*Exercise*
Reproduce everything from the start of the data down to the line containing "[241,149,259,167]", both ends included, shifting each bounding-box coordinate by adding 125 and leaving all other text unchanged. Omit the pictures from your answer.

*Recorded information*
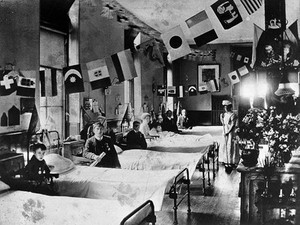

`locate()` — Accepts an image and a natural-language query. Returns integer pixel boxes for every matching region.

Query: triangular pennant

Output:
[228,70,240,84]
[185,10,218,47]
[108,49,137,82]
[86,59,111,90]
[63,64,84,94]
[211,0,243,30]
[161,25,191,61]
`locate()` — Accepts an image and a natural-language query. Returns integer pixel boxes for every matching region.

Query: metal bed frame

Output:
[120,200,156,225]
[169,168,191,224]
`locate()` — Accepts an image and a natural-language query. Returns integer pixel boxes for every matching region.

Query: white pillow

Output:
[0,180,10,192]
[44,153,75,174]
[114,145,123,154]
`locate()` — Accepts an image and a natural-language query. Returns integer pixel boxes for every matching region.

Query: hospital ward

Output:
[0,0,300,225]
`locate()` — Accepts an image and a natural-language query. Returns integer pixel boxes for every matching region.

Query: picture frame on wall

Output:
[198,64,220,92]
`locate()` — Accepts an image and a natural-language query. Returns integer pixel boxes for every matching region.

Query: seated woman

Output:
[127,121,147,149]
[177,109,191,129]
[2,143,57,195]
[82,122,121,168]
[139,113,151,138]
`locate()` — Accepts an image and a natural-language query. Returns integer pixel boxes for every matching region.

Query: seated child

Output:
[127,121,147,149]
[82,122,121,168]
[4,143,57,195]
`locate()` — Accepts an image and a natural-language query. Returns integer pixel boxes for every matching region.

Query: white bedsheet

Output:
[55,166,179,210]
[118,149,209,179]
[0,191,151,225]
[147,134,214,152]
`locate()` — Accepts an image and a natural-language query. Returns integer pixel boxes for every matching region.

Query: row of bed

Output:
[0,125,218,225]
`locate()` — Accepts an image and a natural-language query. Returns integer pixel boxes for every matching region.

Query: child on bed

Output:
[3,143,57,195]
[82,122,121,168]
[127,121,147,149]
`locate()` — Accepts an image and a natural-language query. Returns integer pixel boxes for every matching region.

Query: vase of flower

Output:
[241,149,259,167]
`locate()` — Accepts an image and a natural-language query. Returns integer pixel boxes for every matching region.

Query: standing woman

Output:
[220,100,239,170]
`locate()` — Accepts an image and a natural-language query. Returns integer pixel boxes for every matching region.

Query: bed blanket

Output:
[55,166,180,210]
[118,147,209,179]
[0,191,151,225]
[147,134,214,153]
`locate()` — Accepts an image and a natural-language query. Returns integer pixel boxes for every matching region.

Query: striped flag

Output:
[17,77,36,97]
[228,70,240,85]
[251,24,264,67]
[167,86,177,97]
[185,10,218,47]
[86,58,111,90]
[206,79,219,92]
[161,25,191,61]
[240,0,262,15]
[40,68,57,97]
[63,64,84,94]
[106,49,137,82]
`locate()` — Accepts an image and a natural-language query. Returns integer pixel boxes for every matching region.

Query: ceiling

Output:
[104,0,300,44]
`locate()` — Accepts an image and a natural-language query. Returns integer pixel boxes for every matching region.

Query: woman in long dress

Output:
[220,100,239,167]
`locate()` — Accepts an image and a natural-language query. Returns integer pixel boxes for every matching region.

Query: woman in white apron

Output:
[220,100,239,170]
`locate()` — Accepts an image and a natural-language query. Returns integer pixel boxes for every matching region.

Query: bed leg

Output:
[173,197,178,225]
[207,153,211,186]
[202,157,205,195]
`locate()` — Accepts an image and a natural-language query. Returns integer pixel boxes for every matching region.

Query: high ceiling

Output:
[106,0,300,44]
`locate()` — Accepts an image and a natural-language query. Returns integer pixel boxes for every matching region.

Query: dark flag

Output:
[63,65,84,94]
[0,70,17,96]
[185,10,218,47]
[188,85,197,96]
[211,0,243,30]
[17,77,36,97]
[40,68,57,97]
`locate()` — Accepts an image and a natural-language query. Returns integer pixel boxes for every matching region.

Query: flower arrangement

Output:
[263,106,300,166]
[236,108,265,149]
[237,106,300,166]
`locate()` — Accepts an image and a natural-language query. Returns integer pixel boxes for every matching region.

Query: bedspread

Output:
[147,134,214,153]
[118,147,209,179]
[55,166,179,210]
[0,191,151,225]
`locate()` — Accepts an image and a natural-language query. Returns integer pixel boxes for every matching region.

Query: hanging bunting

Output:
[161,25,191,61]
[185,10,218,47]
[86,59,111,90]
[63,64,84,94]
[228,70,240,85]
[188,85,197,96]
[211,0,243,30]
[240,0,262,15]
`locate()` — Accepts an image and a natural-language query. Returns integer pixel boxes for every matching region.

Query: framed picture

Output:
[198,64,220,92]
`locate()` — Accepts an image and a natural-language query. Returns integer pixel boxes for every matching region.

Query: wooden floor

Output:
[156,165,240,225]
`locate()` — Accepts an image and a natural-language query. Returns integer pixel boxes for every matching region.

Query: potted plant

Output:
[236,108,265,167]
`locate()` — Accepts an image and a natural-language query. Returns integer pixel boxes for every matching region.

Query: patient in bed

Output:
[127,121,147,149]
[82,122,121,168]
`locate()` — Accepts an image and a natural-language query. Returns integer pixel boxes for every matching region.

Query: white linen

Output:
[54,166,179,210]
[118,149,209,179]
[147,134,214,152]
[0,191,151,225]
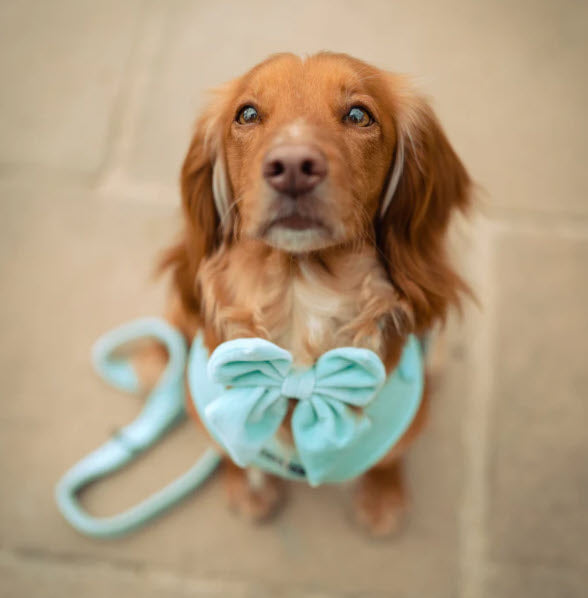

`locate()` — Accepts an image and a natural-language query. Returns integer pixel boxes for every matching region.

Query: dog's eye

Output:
[343,106,374,127]
[235,106,259,125]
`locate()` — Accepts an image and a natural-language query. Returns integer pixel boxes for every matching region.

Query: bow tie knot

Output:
[281,368,316,401]
[204,338,386,484]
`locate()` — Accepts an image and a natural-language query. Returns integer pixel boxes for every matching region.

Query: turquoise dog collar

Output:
[188,336,423,486]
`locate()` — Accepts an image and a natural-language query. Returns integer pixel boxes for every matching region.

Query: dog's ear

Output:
[161,104,231,315]
[375,78,471,332]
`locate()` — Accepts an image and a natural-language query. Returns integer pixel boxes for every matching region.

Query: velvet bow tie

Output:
[204,338,386,484]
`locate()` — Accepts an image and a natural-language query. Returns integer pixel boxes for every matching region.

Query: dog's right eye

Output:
[235,105,259,125]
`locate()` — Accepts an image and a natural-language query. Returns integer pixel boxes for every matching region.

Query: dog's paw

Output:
[225,464,285,522]
[354,471,407,538]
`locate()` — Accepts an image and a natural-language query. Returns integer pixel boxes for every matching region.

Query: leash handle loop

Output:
[55,318,221,538]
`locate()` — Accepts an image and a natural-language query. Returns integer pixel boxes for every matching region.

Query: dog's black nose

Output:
[263,144,328,197]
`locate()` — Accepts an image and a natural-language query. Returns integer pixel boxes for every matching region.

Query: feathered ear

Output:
[161,107,231,314]
[375,79,471,332]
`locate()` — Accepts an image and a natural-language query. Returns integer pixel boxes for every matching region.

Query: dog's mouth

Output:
[268,212,326,230]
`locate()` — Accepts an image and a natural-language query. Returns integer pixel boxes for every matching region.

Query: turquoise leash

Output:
[55,318,221,538]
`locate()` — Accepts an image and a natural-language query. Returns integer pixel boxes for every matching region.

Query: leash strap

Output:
[55,318,221,538]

*Exercise result*
`locate()` — Accepts an image and a natural-language query. Returns integer pixel boxes for every matching region.

Query: triangular pennant

Output:
[353,195,365,209]
[310,135,343,172]
[233,174,262,207]
[211,184,236,215]
[188,189,209,219]
[336,125,368,155]
[286,150,316,186]
`locate()` — Accepts an image and a natural-language query. Returns integer pixel boxes for every matching region.

Query: metal bed frame

Output:
[245,325,281,350]
[294,293,316,349]
`locate()` — Accepts an image and a natural-language query. Returns integer pixel boxes for every matching region.

Query: white pillow

Output:
[125,305,135,317]
[169,278,200,299]
[239,270,248,279]
`locate()` — Accepts an image and a natural-language query. Returns integer pixel boxes for every matching region.

Query: hospital ward

Output:
[125,125,425,350]
`locate()` — Accepts an image and a natural-language query. Returns integer pixel boxes for every matching region.

Query: picture frame on wall

Output:
[323,189,345,217]
`locate()` — Accepts an image and a natural-language query. Returns integer pixel boxes for every matching region.

Query: seated woman

Output:
[252,246,272,274]
[302,234,316,254]
[127,268,182,320]
[207,247,246,293]
[264,238,276,263]
`locate()` — Accepts an image and a natural-language query. Returns integer pixel boxes for every matching region.

Query: seated child

Output:
[252,246,272,274]
[207,247,246,293]
[129,268,182,320]
`locate()` — Accepts an image and a natural-language query. Returns integer pixel boxes for every matching region.

Query: white bedsheet

Output:
[180,291,304,335]
[243,274,334,304]
[125,316,276,350]
[272,259,339,277]
`locate()` — Accepts an image and a natural-language query. Returns integer pixel boxes for every matching region.

Query: row of bed

Output:
[125,250,343,350]
`locate()` — Accepts an image and a natural-language query. Returns integer pixel boxes for every matching region.

Query: child on bed

Output:
[128,268,182,320]
[207,247,246,293]
[252,246,272,274]
`locate()` — Accepts an image and a natural-language query. Returns integer pixel boxes for every matching region.

Query: vase of flower

Output:
[366,274,384,292]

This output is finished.